Supplied records »
——————————

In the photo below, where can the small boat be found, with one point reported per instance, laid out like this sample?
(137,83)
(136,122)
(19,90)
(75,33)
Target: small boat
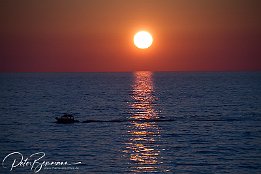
(66,118)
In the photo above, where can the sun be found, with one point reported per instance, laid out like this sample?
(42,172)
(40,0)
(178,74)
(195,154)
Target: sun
(143,39)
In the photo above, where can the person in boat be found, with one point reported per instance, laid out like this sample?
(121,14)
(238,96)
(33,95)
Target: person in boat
(66,118)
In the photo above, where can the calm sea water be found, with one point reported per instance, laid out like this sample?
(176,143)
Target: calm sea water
(142,122)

——————————

Task requirements » Once the pictures are set aside, write out each record exactly.

Task answer »
In the photo below, where can the small boat be found, with one point reported per instance, laid out like this sample?
(137,83)
(136,122)
(19,90)
(75,33)
Target: small boat
(66,118)
In the photo above, where can the sun be found, with one point reported per instance, laid out like this sample?
(42,172)
(40,0)
(178,74)
(195,154)
Target: sun
(143,39)
In the photo above, where can the person in boat be found, with one point reported per instance, laid out like this sample?
(121,14)
(238,96)
(33,95)
Target: person in boat
(66,118)
In the photo above, where can the calm sea water be found, with one point reported per instance, laid out like this sample?
(176,143)
Target: calm sea water
(142,122)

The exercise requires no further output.